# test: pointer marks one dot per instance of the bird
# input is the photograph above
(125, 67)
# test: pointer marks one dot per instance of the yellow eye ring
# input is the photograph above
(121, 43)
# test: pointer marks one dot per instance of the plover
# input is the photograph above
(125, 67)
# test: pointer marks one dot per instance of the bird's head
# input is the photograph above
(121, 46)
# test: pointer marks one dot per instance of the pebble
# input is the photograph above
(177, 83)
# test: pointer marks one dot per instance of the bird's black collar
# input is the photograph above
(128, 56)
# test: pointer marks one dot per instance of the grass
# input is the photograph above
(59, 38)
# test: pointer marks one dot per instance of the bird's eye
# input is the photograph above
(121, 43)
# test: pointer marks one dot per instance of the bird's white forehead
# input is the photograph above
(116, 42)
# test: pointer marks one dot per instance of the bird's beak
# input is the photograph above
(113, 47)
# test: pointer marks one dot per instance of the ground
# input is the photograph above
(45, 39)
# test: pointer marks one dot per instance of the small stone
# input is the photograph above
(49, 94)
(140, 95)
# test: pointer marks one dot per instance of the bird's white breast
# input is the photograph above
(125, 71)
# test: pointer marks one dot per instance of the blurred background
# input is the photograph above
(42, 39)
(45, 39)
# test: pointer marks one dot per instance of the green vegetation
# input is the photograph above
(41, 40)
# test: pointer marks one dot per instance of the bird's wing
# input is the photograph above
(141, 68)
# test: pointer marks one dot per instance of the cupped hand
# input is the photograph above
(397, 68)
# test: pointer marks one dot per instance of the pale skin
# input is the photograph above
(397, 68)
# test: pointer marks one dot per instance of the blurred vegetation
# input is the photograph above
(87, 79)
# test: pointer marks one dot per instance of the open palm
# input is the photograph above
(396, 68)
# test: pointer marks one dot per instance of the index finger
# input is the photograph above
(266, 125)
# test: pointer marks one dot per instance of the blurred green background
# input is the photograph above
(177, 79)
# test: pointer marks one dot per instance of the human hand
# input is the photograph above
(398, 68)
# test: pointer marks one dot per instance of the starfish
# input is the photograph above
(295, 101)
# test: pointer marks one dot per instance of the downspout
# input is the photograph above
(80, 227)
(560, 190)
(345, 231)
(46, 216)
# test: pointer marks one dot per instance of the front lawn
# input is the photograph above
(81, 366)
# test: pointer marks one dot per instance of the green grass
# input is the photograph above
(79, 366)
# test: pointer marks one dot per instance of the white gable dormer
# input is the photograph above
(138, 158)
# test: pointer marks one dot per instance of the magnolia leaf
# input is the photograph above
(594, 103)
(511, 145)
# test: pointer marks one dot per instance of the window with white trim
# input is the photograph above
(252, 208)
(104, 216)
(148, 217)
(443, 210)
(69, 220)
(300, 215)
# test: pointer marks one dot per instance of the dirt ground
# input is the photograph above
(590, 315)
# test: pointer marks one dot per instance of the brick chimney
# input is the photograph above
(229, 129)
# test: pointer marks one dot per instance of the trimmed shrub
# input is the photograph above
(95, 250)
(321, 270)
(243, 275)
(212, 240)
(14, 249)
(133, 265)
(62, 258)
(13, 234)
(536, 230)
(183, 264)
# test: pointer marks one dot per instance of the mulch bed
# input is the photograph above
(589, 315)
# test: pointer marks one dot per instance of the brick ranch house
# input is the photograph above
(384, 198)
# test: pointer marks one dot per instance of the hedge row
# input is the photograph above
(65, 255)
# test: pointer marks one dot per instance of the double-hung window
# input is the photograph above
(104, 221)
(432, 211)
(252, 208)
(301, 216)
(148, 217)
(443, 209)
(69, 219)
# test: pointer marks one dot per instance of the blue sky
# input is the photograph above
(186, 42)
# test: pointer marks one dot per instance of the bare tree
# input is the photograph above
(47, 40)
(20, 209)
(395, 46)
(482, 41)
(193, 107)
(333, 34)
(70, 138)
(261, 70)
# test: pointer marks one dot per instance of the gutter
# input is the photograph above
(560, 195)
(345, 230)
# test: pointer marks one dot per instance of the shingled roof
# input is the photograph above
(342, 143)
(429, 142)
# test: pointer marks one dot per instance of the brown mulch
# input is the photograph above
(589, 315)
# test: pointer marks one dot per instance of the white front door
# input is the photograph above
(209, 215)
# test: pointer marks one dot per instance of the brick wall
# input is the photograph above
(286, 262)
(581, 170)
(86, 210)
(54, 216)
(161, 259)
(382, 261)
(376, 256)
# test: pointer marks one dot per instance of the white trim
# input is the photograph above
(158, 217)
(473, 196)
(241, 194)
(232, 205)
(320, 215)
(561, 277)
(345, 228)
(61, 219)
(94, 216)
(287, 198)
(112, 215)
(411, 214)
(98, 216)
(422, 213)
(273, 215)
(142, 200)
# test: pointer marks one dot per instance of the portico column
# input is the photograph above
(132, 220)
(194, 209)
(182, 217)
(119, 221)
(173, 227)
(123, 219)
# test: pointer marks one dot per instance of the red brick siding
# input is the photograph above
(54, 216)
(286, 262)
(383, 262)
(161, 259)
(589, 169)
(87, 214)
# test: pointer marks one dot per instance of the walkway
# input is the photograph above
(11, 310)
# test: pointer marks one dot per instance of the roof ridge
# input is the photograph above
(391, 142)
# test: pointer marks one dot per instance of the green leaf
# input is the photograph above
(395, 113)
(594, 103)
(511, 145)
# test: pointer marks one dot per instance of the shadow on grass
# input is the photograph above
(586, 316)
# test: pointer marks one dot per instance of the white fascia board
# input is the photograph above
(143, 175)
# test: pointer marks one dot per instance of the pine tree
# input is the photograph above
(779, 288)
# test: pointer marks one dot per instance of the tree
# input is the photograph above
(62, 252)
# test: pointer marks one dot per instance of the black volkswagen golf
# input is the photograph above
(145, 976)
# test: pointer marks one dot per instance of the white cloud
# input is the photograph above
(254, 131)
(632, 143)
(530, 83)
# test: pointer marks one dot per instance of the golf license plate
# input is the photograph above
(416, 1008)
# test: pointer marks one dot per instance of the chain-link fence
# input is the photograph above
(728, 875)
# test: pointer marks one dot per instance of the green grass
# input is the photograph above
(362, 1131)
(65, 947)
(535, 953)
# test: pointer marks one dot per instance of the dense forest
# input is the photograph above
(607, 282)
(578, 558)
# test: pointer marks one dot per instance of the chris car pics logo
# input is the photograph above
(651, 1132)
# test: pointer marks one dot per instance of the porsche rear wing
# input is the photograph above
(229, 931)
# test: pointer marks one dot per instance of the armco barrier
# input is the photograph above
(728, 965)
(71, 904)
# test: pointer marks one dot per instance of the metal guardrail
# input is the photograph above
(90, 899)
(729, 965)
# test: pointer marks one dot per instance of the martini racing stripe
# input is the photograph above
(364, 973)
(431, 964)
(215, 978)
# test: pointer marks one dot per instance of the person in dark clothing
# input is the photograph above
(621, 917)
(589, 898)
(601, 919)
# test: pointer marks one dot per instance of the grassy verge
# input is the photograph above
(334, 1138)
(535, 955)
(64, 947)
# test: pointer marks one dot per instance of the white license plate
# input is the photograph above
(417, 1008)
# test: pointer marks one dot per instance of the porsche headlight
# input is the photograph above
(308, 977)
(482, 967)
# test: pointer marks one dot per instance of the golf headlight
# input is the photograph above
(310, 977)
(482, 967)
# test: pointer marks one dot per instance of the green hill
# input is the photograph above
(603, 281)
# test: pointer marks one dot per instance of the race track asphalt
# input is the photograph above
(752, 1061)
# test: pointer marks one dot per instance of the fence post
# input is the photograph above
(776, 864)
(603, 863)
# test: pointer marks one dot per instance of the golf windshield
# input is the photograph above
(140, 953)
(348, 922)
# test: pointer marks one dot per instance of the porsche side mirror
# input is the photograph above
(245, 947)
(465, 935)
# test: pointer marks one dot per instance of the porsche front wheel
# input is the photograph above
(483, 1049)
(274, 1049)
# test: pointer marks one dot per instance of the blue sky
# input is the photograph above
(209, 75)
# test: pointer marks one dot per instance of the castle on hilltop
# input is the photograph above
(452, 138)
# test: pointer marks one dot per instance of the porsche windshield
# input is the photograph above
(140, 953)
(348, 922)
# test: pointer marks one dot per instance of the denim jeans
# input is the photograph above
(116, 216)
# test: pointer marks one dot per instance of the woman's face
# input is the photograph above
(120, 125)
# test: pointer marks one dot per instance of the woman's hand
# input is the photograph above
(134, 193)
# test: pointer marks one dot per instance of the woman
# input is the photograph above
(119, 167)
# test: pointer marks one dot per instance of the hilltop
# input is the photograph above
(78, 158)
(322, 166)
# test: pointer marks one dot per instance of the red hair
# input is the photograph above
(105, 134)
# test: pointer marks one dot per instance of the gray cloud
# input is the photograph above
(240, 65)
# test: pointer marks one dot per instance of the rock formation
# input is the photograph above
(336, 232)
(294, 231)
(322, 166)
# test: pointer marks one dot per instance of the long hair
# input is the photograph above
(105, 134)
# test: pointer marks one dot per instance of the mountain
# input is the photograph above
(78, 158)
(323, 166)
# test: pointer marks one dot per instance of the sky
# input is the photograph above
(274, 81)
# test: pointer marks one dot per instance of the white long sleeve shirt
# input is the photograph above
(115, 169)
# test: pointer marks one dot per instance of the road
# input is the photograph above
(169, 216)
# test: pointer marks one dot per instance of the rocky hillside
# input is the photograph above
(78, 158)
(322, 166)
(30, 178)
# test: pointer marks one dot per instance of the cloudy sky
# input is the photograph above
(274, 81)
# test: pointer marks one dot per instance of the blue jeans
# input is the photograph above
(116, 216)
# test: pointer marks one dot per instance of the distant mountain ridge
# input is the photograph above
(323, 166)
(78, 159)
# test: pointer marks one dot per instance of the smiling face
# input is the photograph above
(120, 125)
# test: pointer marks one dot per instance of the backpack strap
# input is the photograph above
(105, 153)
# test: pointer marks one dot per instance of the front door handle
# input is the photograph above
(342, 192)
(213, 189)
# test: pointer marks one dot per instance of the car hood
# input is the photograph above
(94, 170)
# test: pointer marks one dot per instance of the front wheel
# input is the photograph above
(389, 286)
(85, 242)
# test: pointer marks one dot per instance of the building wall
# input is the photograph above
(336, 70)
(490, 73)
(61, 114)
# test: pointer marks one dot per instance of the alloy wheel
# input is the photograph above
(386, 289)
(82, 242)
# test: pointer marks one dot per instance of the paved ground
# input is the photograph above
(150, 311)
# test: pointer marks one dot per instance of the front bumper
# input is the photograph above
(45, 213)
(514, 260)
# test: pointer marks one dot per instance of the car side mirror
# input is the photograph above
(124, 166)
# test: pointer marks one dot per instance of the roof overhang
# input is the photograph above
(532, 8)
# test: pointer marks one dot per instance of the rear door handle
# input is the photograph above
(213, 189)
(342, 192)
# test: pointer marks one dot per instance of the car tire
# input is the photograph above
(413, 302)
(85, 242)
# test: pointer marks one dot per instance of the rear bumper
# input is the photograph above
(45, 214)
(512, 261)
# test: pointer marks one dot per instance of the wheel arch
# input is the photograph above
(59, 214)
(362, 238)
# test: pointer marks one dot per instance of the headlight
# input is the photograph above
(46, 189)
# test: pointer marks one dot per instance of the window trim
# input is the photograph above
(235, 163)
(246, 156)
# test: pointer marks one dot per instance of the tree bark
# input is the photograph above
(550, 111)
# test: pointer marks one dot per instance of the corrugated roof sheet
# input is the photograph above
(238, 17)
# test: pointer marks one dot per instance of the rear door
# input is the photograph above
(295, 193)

● What this task involves
Repeat, exactly and only, the lines above from the one containing "the rear bumper" through the end of the material.

● Output for this exercise
# test: pointer marks one dot per instance of the rear bumper
# input is the photograph above
(45, 214)
(512, 261)
# test: pointer marks one dot per instance of the wheel arch
# input is the photograph above
(59, 214)
(362, 238)
# test: pointer marks one dot per instance of the headlight
# input is the photograph above
(46, 189)
# test: pointer marks one dot per instance of the window trim
# input is the photograph above
(235, 163)
(246, 156)
# test: pointer marks one dot per instance of the tree bark
# input is the photograph above
(550, 111)
# test: pointer marks one dot per instance of the corrugated roof sheet
# input is the photograph above
(238, 17)
# test: pointer marks one dot per instance of the rear door
# input is the photograph above
(295, 193)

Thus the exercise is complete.